● Data shown:
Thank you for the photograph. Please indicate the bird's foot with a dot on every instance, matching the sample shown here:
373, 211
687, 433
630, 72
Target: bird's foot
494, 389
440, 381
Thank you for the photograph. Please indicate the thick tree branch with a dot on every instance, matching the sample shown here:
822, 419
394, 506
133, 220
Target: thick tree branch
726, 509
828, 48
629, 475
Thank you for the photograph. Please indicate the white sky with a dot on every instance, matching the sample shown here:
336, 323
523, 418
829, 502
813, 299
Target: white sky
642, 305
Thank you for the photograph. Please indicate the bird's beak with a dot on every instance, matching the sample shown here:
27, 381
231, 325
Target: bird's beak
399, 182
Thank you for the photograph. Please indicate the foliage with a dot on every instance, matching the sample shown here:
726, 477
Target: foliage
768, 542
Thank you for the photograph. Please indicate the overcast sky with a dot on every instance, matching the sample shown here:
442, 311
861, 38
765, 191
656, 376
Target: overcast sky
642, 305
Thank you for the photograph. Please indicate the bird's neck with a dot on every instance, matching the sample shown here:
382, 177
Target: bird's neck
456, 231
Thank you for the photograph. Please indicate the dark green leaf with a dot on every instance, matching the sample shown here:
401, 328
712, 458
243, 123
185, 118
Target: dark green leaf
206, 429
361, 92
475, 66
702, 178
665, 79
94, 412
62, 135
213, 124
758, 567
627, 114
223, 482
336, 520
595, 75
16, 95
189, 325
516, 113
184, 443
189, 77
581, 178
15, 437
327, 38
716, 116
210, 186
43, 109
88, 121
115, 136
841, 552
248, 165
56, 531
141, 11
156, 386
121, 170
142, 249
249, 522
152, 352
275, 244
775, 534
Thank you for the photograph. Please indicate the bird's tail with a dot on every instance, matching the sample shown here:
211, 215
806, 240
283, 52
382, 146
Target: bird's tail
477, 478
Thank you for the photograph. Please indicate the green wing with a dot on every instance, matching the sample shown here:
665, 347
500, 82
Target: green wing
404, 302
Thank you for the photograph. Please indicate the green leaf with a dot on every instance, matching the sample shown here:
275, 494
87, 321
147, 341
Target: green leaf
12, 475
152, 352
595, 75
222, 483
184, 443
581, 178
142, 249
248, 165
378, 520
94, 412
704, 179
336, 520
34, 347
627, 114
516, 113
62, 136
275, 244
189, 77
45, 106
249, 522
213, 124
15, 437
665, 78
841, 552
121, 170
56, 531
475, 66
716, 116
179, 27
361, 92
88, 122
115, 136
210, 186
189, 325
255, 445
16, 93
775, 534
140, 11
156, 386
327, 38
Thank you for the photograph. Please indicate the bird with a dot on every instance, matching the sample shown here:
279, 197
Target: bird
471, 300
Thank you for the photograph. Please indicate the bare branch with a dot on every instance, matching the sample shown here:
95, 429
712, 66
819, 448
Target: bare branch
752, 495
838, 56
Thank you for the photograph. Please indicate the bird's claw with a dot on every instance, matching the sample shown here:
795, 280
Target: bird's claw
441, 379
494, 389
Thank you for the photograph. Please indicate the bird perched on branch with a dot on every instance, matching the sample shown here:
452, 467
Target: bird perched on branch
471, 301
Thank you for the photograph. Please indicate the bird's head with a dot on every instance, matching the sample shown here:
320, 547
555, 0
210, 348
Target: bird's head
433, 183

● Aim of the exercise: Rewrite all of the data above, swapping each "Target" for "Object" and leaving everything else unchanged.

● Solution for this task:
Thank you for the photograph. Please indicate the bird's foot with a dot on every instance, matching the sample shown here:
373, 211
687, 433
630, 72
Object: bird's foot
494, 389
440, 381
Thank you for the photograph. Please indicate the thick tree branch with a dot on every instance, matching the sample shown here:
822, 419
394, 506
133, 220
Object: thick tree branch
726, 509
828, 48
629, 475
Thank you for the photograph. Please indicate the white sky with a dot on every instance, matching the sample shown here:
336, 323
523, 418
829, 502
813, 299
Object: white sky
642, 305
Thank you for the photograph. Please indicate the bird's beak with a dot on every instance, matching the sample shown here:
27, 381
231, 325
Object: bird's beak
399, 182
Thank you for the photograph. Please indicate the foliage with a dot on every instance, matching the sample shown here:
726, 477
Object: foliage
768, 542
Thank you for the photograph. Please indicate the overcast sky with a dot on every instance, matching the sample shown here:
442, 311
861, 38
765, 191
656, 376
Object: overcast sky
642, 305
Thank you for the photograph. Please indicate the bird's neck with a dot on every instance, matching the sample shown here:
382, 177
Object: bird's neck
456, 231
Thank you for the photograph. Please indicate the dark green leaf with a dot on every instance, matching the sample shown here:
401, 328
712, 458
243, 123
185, 118
Object: dark green leaf
206, 429
361, 92
475, 66
702, 178
665, 79
94, 412
62, 135
213, 124
758, 567
627, 114
223, 482
336, 520
595, 75
16, 95
189, 325
516, 113
184, 443
189, 77
581, 178
15, 437
327, 38
716, 116
210, 186
43, 109
88, 121
115, 136
841, 552
248, 165
56, 531
141, 11
156, 386
121, 170
142, 249
249, 522
152, 352
275, 244
775, 534
Thank you for the photograph. Please indicate the bird's tail with a dot on every instance, matching the sample shown here:
211, 215
806, 240
283, 52
382, 146
Object: bird's tail
477, 478
Thank you for the photograph. Please indicate the green wing with a dot on every instance, matching the sample shown here:
665, 347
500, 82
Object: green wing
404, 302
Thank you for the photograph. Please indicate the green leaf with a dot on every instance, matching the sample shown here:
275, 494
87, 321
147, 341
Object: green leaf
12, 475
152, 352
595, 75
222, 483
184, 443
581, 178
142, 249
248, 165
378, 520
94, 412
704, 179
336, 520
34, 347
627, 114
516, 113
62, 136
275, 244
189, 77
45, 106
249, 522
213, 124
15, 437
665, 78
841, 552
121, 170
56, 531
475, 66
716, 116
179, 27
361, 92
88, 122
115, 136
210, 186
189, 325
255, 445
16, 93
775, 534
140, 11
156, 386
327, 38
Thank you for the photograph. Please indicate the bird with a dot on every instance, matching the sample shown here:
279, 197
Object: bird
471, 300
Thank you for the photograph. Please indicate the bare branch with a dot on every instance, matching the sample shown here:
95, 429
712, 66
819, 448
Object: bare branch
752, 495
838, 56
Thank you for the photograph. Please indicate the bird's claw with a dot on every instance, matching the sample shown here:
795, 280
Object: bird's claw
441, 379
494, 389
Thank you for the photograph. Please indicate the bird perched on branch with a dot on every instance, matching the sample shown here:
452, 467
Object: bird perched on branch
471, 301
Thank you for the photograph. Please indicate the bird's head with a dot on every instance, matching the sample shown here:
320, 547
555, 0
210, 348
Object: bird's head
433, 183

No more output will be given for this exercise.